──────── Dataset entries

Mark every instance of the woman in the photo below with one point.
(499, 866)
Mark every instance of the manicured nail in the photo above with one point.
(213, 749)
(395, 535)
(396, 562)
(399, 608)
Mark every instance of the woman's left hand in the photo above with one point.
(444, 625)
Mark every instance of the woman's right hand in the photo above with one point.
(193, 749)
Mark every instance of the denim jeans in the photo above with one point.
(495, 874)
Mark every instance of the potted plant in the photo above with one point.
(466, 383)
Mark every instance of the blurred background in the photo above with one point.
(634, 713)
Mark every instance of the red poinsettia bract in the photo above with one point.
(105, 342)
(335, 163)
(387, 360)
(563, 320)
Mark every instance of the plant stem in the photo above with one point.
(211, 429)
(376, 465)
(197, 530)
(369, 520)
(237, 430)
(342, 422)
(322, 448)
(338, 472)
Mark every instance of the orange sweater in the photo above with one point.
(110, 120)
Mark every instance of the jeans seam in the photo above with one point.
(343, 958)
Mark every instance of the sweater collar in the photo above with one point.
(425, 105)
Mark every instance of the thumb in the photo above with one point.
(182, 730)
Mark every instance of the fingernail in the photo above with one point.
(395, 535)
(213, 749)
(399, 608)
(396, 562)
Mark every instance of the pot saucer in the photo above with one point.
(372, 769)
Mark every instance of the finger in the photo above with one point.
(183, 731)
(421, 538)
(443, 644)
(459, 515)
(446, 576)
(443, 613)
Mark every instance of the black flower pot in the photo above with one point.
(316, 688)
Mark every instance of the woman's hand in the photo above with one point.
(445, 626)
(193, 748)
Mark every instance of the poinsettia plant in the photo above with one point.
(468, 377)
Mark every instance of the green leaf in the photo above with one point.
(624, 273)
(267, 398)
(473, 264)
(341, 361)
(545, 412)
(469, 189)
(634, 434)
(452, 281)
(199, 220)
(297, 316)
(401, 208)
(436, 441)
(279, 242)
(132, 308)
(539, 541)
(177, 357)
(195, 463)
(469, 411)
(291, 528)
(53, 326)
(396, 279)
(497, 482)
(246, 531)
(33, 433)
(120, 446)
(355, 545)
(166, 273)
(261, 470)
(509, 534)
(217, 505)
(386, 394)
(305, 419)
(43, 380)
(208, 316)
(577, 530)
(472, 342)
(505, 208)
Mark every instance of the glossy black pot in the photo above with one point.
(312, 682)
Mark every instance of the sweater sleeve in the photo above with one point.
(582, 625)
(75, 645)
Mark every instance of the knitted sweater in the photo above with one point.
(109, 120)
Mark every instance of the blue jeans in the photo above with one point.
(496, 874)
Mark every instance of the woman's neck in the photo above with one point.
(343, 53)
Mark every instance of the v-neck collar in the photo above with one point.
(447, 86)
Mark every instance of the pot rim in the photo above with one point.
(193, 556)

────────────────

● Problem description
Render every line of the records above as a JSON list of strings, one string per line, with blank lines omitted.

● Answer to this exercise
[
  "Mark every instance of the woman in the photo below with one point.",
  "(499, 866)",
  "Mark every instance of the manicured nail in the photo above with one point.",
  "(213, 749)",
  "(395, 535)",
  "(396, 562)",
  "(399, 608)",
  "Mark every instance of the woman's left hand in the photo above with one point.",
  "(444, 625)",
  "Mark every instance of the woman's right hand in the photo above with one point.",
  "(193, 749)",
  "Mark every instance of the denim jeans in the photo above with one point.",
  "(495, 874)",
  "Mark every instance of the potted plant in the photo above with one point.",
  "(466, 383)",
  "Mark every instance of the blurred background in the photo above with one point.",
  "(634, 713)",
  "Mark every instance of the red poinsettia bract in the photo above with one point.",
  "(105, 342)",
  "(335, 163)",
  "(387, 360)",
  "(563, 320)",
  "Mark every instance of the plant stem in the photo above with one point.",
  "(211, 429)",
  "(376, 465)",
  "(197, 530)",
  "(369, 520)",
  "(237, 430)",
  "(342, 422)",
  "(322, 448)",
  "(338, 472)",
  "Mark every instance of the orange sweater in the photo above with one point.",
  "(110, 120)",
  "Mark every instance of the jeans seam in the photo above with one point.",
  "(343, 958)",
  "Mark every instance of the sweater collar in the photo above with one point.",
  "(425, 105)",
  "Mark every instance of the thumb in the photo above with one point.",
  "(182, 730)",
  "Mark every instance of the fingernail in the photo above with one point.",
  "(395, 535)",
  "(213, 749)",
  "(399, 608)",
  "(396, 562)",
  "Mark every instance of the pot saucer in the photo above with one point.",
  "(372, 769)",
  "Mark every instance of the finger in the photo above with one point.",
  "(183, 731)",
  "(421, 538)",
  "(443, 644)",
  "(459, 515)",
  "(446, 576)",
  "(443, 613)",
  "Mark every instance of the black flower pot in the photo above with one point.",
  "(316, 688)",
  "Mark every instance of the woman's hand in the photo above with one point.",
  "(445, 626)",
  "(193, 748)",
  "Mark every instance of the poinsettia plant in the photo above with one point.",
  "(468, 377)",
  "Mark every instance of the green leaf in the photo above with one point.",
  "(624, 273)",
  "(267, 398)",
  "(473, 264)",
  "(341, 361)",
  "(545, 412)",
  "(469, 189)",
  "(634, 434)",
  "(452, 281)",
  "(199, 220)",
  "(297, 316)",
  "(401, 208)",
  "(436, 441)",
  "(279, 242)",
  "(132, 308)",
  "(539, 541)",
  "(177, 357)",
  "(195, 463)",
  "(469, 411)",
  "(291, 528)",
  "(53, 326)",
  "(396, 279)",
  "(497, 482)",
  "(246, 531)",
  "(33, 433)",
  "(120, 446)",
  "(355, 545)",
  "(166, 273)",
  "(261, 470)",
  "(509, 534)",
  "(217, 505)",
  "(386, 394)",
  "(305, 419)",
  "(43, 380)",
  "(208, 316)",
  "(577, 530)",
  "(472, 342)",
  "(505, 208)",
  "Mark every instance of the glossy black pot in the photo above with one point.",
  "(312, 682)",
  "Mark every instance of the sweater sleeve in the photo above with one point.",
  "(582, 625)",
  "(75, 645)",
  "Mark every instance of the knitted sweater in the photo above with one point.",
  "(109, 120)",
  "Mark every instance of the blue jeans in the photo above with one point.",
  "(496, 874)",
  "Mark every instance of the woman's neck in the photo above with one point.",
  "(343, 53)",
  "Mark every instance of the v-neck collar in the photo above with one point.",
  "(447, 86)",
  "Mark every instance of the pot rim in the photo above with one point.",
  "(193, 556)"
]